### SUPPLIED TEXT

# a couple spots for Friday bottom/ AJ's/troll



## horse sense (Oct 4, 2007)

Have a couple spots for Friday. Plan is to head south toward marathon and swingle rigs then troll back along 100 fathom curve. Anybody want to tag along let me know.

Keith


----------



## submariner (Oct 2, 2007)

Interested but would like more info what are your target fish ( I see AJs) do you plan deep drops or mingos ?? type of boat , rough estimate of cost where are you leaving from ed


----------



## 9/0 (Feb 16, 2014)

Dang wish I was in town.


----------



## horse sense (Oct 4, 2007)

*friday fishing*

plan to leave 600 am out of Perdido pass, can return via Pensacola (boat lives in Perdidio Key, FL) for license purposes
27 cobia WA
AJ via jig or live bait
mingos triggers
may troll around 100 fathom curve if time allows
bottom fishing is priority 
should be back before dark
fuel burn s/b <60 gallons- +/- 50 bucks for gas (5 people)

### INSTRUCTIONS TO FOLLOW
From the Friday fishing thread, write out word for word the part that opens with the words containing "# a couple spots" and closes with "let me know.".

### DATA RECORDS
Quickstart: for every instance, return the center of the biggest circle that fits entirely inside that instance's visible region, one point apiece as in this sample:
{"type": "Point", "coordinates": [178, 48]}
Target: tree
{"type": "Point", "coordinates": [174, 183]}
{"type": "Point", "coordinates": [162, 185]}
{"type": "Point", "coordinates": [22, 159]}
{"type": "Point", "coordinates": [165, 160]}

### THE ANSWER
# a couple spots for Friday bottom/ AJ's/troll



## horse sense (Oct 4, 2007)

Have a couple spots for Friday. Plan is to head south toward marathon and swingle rigs then troll back along 100 fathom curve. Anybody want to tag along let me know.